* **Given text**:

▬▬▬▬▬▬

When the state imposes obligations which create extra costs for a single undertaking, that undertaking suffers a disadvantage in relation to its competitors. The extra costs are abnormal because normal costs are those borne by all competitors.
On 14 July 2016, the General Court rendered its judgment in case T 143/12, Germany v Commission.1 The outcome was a victory for Germany as the General Court annulled Commission decision 2012/636 which had ordered Germany to recover incompatible aid that had been granted to Deutsche Post.
In that decision, the Commission found that Deutsche Post had benefitted from several aid measures: a pension subsidy, public transfers and a public guarantee. The public guarantee was found to be existing aid and as such was not subject to recovery. The public transfers were considered to be compatible with the internal market. However, the pension subsidy was incompatible and had to be recovered. The pension subsidy aimed to offset the extra costs borne by Deutsche Post due to the fact that when it was privatised its employees retained the privileges they enjoyed at the time as civil servants.
The reasoning of the General Court on the concept of advantage departs, I think, from established case law and does not appear to be congruent with seminal judgments of the Court of Justice.
Deutsche Post has been involved in several State aid and anti-trust cases. The judgment of the General Court provides a summary of the various Commission decisions and related court rulings dealing with State aid. This article does not examine those cases.
Germany advanced several pleas the first of which was that the Commission did not sufficiently explain its reasoning. The General Court recalled that the Commission is not obliged to respond to all of the arguments put forth by those involved in State aid proceedings, especially if they are irrelevant or insignificant. [paragraphs 59-60 of the judgment] It concluded that the Commission had provided sufficient explanation.

▬▬▬▬▬▬

* **Information supplied**:
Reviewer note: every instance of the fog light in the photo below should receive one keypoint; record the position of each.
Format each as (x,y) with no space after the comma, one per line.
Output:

▬▬▬▬▬▬

* **Problems**:
A. Name every aid measure that, according to the State aid text above, the Commission found Deutsche Post had benefitted from.
B. Copy from the State aid text the passage between "In that decision, the" and "Court of Justice.", inclusive.
C. In the State aid text, what case did the General Court decide on 14 July 2016?

* **Task results**:
A. A pension subsidy, public transfers and a public guarantee.

B.
In that decision, the Commission found that Deutsche Post had benefitted from several aid measures: a pension subsidy, public transfers and a public guarantee. The public guarantee was found to be existing aid and as such was not subject to recovery. The public transfers were considered to be compatible with the internal market. However, the pension subsidy was incompatible and had to be recovered. The pension subsidy aimed to offset the extra costs borne by Deutsche Post due to the fact that when it was privatised its employees retained the privileges they enjoyed at the time as civil servants.
The reasoning of the General Court on the concept of advantage departs, I think, from established case law and does not appear to be congruent with seminal judgments of the Court of Justice.

C. Case T 143/12, Germany v Commission.